[Position identification records]
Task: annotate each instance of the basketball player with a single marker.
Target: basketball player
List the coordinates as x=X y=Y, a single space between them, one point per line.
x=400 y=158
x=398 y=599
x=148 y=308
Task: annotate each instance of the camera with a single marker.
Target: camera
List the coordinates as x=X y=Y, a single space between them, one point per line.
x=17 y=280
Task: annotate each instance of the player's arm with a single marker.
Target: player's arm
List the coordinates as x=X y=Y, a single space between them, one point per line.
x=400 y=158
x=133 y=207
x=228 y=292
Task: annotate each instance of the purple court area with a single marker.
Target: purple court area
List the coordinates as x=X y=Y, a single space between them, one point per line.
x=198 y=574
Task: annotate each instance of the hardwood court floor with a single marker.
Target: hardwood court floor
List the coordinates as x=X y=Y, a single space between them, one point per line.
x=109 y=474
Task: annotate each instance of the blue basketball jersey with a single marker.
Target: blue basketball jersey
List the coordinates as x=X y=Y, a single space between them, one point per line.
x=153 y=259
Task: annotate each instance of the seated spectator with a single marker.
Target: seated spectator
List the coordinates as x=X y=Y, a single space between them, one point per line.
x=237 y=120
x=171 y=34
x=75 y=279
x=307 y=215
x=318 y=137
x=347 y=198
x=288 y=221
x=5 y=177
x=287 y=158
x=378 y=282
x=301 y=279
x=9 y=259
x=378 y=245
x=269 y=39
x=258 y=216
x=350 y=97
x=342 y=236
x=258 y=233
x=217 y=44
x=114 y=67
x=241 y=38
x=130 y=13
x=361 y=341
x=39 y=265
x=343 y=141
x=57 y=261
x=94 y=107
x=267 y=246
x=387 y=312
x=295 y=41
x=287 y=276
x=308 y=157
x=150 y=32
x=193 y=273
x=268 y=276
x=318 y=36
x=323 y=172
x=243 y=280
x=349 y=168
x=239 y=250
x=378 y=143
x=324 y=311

Work to complete: Please change "annotate" to "label" in the records, starting with the line that contains "Task: annotate each instance of the player's" and going on through the line that contains "x=109 y=474". Return only those lines, with nothing else altered.

Answer to the exercise:
Task: label each instance of the player's arm with a single marker.
Target: player's arm
List the coordinates as x=X y=Y, a single space between them, one point per line.
x=400 y=158
x=133 y=207
x=228 y=292
Task: label each instance of the purple court area with a single marker.
Target: purple court area
List the coordinates as x=X y=Y, a single space between them, one point per line.
x=198 y=574
Task: label each instance of the hardwood court floor with a single marker.
Target: hardwood court floor
List the coordinates as x=X y=Y, a single space between them, one point per line.
x=109 y=474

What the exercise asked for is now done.